About this exercise: Copy each line of the following data that contains "below".

Extracted material:
* * * * *

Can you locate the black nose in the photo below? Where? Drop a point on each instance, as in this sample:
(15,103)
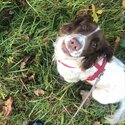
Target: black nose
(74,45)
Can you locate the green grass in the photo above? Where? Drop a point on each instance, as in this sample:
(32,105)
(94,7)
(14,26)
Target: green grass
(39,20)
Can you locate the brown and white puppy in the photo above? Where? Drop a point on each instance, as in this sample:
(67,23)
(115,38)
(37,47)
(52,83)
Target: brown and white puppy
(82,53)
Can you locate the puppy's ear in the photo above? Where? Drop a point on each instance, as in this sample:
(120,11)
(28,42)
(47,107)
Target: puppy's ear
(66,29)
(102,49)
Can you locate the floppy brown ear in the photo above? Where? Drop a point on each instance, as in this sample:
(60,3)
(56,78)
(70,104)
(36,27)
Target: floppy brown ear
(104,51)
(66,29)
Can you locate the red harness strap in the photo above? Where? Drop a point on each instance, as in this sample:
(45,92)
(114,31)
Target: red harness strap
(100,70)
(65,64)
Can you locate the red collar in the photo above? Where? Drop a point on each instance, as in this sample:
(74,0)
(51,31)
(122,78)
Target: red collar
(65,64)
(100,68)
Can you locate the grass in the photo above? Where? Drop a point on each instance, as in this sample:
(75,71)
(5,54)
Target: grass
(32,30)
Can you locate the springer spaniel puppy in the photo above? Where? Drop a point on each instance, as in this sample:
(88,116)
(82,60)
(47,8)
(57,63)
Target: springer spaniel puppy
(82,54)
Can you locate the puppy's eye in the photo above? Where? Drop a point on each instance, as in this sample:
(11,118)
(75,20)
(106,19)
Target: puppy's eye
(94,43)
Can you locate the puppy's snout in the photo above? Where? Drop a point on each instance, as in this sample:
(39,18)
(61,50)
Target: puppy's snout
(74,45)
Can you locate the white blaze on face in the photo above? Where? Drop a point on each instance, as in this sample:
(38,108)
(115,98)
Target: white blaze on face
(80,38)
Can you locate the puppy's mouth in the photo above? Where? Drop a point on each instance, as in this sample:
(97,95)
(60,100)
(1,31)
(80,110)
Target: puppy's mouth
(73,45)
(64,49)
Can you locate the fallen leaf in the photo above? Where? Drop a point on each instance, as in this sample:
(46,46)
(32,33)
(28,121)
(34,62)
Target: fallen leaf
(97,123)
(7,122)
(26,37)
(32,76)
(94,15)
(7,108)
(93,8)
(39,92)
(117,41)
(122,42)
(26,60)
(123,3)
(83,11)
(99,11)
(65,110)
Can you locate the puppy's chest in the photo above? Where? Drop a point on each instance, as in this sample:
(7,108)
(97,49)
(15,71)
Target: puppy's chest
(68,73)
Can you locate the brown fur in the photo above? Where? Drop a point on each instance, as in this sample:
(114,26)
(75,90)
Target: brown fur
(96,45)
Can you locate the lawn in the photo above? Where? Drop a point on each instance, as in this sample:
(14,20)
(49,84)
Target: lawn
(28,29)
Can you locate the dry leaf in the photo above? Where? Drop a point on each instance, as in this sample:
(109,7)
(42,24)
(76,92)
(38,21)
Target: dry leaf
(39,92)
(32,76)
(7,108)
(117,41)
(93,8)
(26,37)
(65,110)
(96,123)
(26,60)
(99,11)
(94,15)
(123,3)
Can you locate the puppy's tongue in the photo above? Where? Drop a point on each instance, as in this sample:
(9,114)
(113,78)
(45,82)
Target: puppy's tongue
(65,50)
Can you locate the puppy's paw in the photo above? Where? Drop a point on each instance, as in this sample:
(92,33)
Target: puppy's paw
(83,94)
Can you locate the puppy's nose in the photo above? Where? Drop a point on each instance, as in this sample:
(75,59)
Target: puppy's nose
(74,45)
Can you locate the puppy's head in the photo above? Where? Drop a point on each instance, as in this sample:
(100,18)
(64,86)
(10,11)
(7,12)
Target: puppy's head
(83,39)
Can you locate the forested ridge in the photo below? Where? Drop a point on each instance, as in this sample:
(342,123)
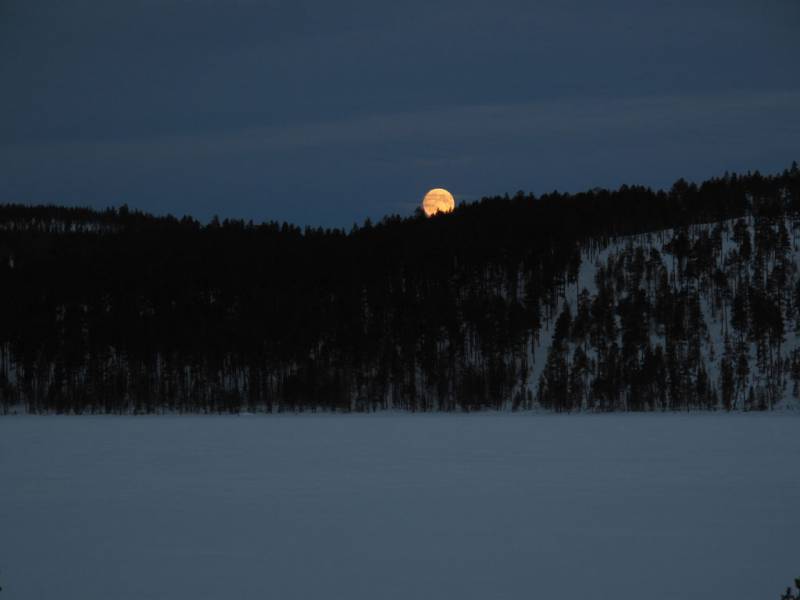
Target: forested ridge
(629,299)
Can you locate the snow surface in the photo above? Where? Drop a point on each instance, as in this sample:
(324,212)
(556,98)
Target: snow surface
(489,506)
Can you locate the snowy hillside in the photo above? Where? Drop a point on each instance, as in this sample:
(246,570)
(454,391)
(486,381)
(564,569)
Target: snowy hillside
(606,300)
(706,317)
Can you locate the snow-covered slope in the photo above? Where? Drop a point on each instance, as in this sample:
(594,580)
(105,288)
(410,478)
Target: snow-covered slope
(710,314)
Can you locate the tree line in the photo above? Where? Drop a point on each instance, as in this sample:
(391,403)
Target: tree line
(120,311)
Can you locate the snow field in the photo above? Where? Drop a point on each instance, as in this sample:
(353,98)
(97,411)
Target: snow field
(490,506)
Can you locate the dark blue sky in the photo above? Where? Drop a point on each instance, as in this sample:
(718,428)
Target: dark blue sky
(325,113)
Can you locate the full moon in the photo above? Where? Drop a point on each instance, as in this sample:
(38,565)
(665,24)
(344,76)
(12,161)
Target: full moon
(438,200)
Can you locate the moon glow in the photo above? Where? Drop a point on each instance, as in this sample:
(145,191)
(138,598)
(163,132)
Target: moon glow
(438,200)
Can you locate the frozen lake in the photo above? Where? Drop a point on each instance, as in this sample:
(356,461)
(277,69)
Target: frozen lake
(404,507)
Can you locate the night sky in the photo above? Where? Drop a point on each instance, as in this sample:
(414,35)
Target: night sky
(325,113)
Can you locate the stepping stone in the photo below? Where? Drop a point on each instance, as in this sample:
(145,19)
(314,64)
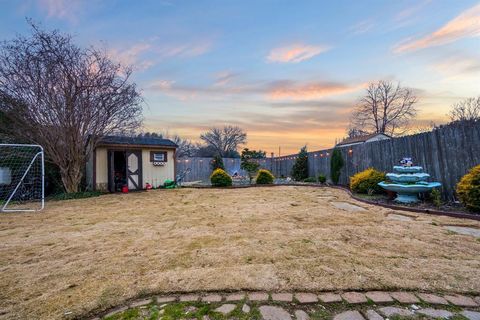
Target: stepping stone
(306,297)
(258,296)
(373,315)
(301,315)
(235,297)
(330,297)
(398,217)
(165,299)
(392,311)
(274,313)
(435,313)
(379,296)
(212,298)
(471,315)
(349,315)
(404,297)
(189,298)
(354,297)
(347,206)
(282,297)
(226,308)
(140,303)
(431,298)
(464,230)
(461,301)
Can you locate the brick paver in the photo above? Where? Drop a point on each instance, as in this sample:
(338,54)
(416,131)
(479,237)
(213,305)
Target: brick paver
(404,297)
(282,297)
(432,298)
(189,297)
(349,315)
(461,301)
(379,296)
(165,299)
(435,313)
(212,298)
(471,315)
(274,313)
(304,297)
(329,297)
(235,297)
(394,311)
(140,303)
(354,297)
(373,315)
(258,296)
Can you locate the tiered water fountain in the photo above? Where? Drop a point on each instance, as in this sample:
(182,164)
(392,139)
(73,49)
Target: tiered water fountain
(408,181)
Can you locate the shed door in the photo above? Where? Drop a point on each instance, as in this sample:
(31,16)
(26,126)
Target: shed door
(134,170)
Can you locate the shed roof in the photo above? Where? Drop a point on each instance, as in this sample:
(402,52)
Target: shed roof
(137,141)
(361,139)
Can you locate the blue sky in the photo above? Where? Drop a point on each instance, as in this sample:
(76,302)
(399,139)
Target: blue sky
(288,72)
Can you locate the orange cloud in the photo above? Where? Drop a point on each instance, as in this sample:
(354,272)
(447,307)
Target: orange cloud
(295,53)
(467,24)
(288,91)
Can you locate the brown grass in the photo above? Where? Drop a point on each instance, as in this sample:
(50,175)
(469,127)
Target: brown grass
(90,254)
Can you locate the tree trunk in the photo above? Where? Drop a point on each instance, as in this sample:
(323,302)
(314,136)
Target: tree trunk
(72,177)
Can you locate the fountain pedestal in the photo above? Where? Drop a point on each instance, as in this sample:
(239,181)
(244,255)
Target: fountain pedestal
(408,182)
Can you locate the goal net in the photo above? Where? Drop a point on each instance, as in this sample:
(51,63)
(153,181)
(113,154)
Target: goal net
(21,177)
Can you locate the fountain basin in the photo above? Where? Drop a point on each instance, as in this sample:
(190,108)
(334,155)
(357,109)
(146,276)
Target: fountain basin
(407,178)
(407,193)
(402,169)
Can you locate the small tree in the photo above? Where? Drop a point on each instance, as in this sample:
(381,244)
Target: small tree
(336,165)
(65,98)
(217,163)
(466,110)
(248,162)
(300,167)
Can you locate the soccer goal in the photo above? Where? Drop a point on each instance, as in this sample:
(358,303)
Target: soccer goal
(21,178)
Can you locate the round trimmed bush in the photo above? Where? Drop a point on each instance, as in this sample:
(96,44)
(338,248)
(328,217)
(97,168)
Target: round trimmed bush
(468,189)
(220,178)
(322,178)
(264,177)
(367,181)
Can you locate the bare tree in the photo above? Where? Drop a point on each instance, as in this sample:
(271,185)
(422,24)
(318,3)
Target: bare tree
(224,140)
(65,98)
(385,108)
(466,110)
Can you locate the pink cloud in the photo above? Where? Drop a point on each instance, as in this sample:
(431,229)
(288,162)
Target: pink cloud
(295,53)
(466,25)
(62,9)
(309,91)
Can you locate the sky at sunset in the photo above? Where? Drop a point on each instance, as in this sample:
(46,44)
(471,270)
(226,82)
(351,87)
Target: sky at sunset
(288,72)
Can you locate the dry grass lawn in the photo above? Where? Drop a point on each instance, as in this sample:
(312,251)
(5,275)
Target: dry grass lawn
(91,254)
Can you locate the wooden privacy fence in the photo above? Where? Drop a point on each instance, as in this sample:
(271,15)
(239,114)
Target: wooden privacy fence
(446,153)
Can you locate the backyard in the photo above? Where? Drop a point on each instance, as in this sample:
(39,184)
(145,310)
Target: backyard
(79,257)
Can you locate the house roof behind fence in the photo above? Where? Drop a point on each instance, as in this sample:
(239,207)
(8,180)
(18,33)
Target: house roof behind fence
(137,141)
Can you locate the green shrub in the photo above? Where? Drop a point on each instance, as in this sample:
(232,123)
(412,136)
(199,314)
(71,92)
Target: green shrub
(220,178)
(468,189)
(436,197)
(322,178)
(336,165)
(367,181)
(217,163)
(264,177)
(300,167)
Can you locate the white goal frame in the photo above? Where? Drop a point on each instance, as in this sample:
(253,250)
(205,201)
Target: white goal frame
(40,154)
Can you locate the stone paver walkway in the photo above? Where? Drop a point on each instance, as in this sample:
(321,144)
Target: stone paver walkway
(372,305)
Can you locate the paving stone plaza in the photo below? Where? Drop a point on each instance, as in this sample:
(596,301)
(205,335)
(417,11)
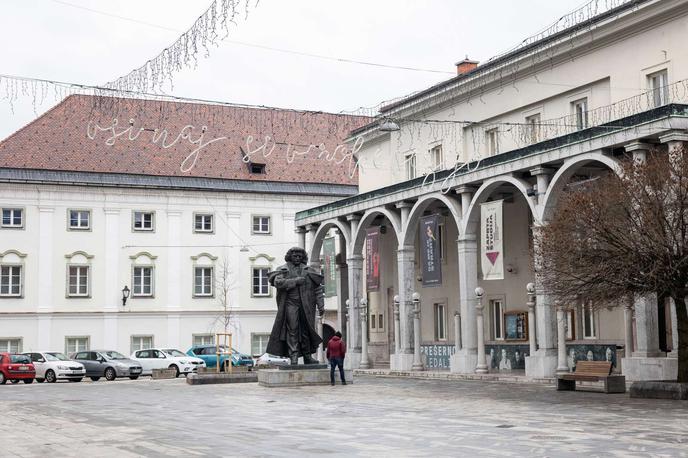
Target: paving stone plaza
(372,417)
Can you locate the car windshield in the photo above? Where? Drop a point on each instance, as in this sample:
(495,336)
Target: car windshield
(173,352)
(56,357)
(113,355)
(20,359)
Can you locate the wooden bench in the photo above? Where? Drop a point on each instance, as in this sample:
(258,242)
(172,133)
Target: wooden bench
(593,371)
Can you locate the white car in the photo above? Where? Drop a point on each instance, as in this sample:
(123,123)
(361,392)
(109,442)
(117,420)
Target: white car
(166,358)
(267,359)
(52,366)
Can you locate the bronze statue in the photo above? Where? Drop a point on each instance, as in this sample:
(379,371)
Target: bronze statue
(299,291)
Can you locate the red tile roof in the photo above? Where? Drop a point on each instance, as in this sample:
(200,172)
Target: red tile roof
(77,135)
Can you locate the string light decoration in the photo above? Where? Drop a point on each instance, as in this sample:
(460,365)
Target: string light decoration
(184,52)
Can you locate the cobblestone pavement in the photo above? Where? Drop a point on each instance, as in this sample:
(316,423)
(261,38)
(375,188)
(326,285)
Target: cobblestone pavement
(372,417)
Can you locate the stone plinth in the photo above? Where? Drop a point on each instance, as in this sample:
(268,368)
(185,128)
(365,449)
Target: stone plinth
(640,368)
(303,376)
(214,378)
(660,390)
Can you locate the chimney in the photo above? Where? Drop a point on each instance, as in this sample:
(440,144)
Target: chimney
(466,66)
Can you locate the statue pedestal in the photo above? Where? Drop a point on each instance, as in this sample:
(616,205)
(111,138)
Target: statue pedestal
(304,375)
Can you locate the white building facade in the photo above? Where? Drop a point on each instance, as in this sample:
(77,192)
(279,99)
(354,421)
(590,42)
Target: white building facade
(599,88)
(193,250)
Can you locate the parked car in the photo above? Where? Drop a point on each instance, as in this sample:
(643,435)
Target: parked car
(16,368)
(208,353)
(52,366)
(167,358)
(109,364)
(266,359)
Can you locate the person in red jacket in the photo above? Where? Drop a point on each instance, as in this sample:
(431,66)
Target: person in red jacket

* * * * *

Problem solution:
Can you locate the black nose in the photo below? Where? Drop a point on each instance, as in this sample:
Can you locate the forested ridge in the photo below? Where? Drop a point on each instance, as in this sample:
Can you locate the stepping stone in the photo below? Where? Drop a point on each instance, as in this sample:
Can you locate the paving stone plaza in the photo below? Where? Drop a point on each instance, as in this sample:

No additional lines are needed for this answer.